> [INPUT]:
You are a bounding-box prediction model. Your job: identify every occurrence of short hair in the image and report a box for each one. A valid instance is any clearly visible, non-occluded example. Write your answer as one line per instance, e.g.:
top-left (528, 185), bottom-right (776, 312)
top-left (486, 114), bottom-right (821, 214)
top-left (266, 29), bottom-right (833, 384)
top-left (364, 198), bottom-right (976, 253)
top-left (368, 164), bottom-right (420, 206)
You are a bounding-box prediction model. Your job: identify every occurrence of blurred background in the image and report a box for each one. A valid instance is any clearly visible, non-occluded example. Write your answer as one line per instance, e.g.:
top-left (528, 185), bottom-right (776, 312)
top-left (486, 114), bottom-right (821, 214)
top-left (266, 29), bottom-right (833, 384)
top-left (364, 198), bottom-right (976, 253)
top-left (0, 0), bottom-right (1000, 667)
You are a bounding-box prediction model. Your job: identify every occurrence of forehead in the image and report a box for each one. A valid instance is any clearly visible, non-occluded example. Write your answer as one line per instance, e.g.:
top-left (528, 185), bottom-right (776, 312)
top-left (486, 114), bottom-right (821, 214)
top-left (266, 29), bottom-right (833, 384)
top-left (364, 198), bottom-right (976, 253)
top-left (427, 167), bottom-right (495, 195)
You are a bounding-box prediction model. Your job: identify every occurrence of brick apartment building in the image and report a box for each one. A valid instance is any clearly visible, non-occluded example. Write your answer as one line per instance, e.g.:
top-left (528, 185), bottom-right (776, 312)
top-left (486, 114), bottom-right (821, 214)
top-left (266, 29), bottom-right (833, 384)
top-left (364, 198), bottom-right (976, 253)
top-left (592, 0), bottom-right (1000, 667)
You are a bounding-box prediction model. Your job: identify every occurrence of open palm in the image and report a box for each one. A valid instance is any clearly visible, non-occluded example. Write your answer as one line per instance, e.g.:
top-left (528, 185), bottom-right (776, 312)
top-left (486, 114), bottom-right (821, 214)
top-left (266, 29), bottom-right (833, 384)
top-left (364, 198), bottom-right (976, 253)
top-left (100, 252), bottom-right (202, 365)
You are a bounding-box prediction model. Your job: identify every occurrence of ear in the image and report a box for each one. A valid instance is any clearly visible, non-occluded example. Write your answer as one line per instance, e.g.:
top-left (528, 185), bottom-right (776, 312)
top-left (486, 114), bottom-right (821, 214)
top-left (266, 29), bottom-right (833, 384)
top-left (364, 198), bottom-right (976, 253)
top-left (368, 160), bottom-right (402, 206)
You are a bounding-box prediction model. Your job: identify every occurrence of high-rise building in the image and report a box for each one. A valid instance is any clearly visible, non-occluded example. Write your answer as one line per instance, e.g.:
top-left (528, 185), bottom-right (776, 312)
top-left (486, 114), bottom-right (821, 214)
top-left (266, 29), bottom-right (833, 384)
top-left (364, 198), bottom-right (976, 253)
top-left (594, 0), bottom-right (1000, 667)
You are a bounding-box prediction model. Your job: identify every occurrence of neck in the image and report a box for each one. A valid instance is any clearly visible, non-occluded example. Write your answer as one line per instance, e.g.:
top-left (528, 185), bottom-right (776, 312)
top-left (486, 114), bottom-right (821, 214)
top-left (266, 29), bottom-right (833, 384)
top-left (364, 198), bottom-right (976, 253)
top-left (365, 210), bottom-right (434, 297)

> [EXERCISE TASK]: Rewrite every line of the items above, changing each "non-occluded" to "unobstructed" and leaving everything else as it is.

> [FINISHED TASK]:
You are a bounding-box prediction model. Your job: identify every occurrence of short hair in the image and report a box for each one. A valid instance is any clearly visible, unobstructed example. Write your answer as one line per instance, e.g.:
top-left (528, 185), bottom-right (776, 312)
top-left (486, 114), bottom-right (821, 214)
top-left (266, 29), bottom-right (833, 384)
top-left (364, 198), bottom-right (976, 253)
top-left (368, 164), bottom-right (420, 206)
You are a bounding-box prediction model. Your job: identify every occurrence of blurred background in the image and report a box for each one. A valid instance is any clearly visible, unobstructed example. Write your answer as one line per instance, e.g.:
top-left (528, 185), bottom-right (776, 312)
top-left (486, 114), bottom-right (821, 214)
top-left (266, 29), bottom-right (833, 384)
top-left (364, 198), bottom-right (976, 253)
top-left (0, 0), bottom-right (1000, 667)
You are a bounding-box prediction model. Your job: identify every occurrence of forehead in the image and report a box for each one. A valid instance is any clearly visible, unobstructed example. Write your answer as one line per instance, e.g.:
top-left (528, 185), bottom-right (776, 312)
top-left (486, 114), bottom-right (821, 214)
top-left (266, 29), bottom-right (833, 384)
top-left (364, 198), bottom-right (976, 253)
top-left (427, 167), bottom-right (495, 195)
You are a bounding-box prediction model. Your job: identify every occurrence of brick apartment building in the image and report a box for each one. A valid instance is any clearly visible, unobstructed example. Write your answer as one line per instance, e.g.:
top-left (528, 185), bottom-right (776, 312)
top-left (486, 114), bottom-right (821, 214)
top-left (266, 29), bottom-right (833, 384)
top-left (364, 198), bottom-right (976, 253)
top-left (592, 0), bottom-right (1000, 667)
You are a bounding-box prediction model. Your job: identify every occurrence of open palm in the image and report a box for each one. A valid instance is any clearly visible, unobstructed example. Write your answer as one line per instance, e.g.:
top-left (528, 185), bottom-right (776, 312)
top-left (486, 114), bottom-right (821, 214)
top-left (266, 29), bottom-right (833, 384)
top-left (364, 198), bottom-right (976, 253)
top-left (100, 252), bottom-right (202, 365)
You are a bounding-box prediction model. Your job: identify every occurrence of ear in the image and report a box for each one. A valid instance is any clearly visible, unobstructed example. Write your answer as one line per instance, e.g.:
top-left (528, 185), bottom-right (776, 312)
top-left (486, 114), bottom-right (821, 214)
top-left (266, 29), bottom-right (833, 384)
top-left (364, 198), bottom-right (976, 253)
top-left (368, 160), bottom-right (402, 206)
You are a bounding-box prediction model. Your job: identify every occurrence of high-rise building in the image and report a box for each one. A valid instance is any clearly visible, unobstructed example. Write your answer as one line per instance, e.g.:
top-left (528, 185), bottom-right (776, 312)
top-left (486, 114), bottom-right (821, 214)
top-left (266, 29), bottom-right (833, 384)
top-left (364, 198), bottom-right (976, 253)
top-left (594, 0), bottom-right (1000, 667)
You are a bounding-box prediction model. Your job: identify every occurrence of neck in the image and report a box for each one. A valid instance is any clearly visible, unobstructed example. Write your answer as one line per instance, e.g.:
top-left (528, 185), bottom-right (776, 312)
top-left (486, 114), bottom-right (821, 214)
top-left (266, 29), bottom-right (833, 384)
top-left (364, 198), bottom-right (976, 253)
top-left (365, 210), bottom-right (434, 297)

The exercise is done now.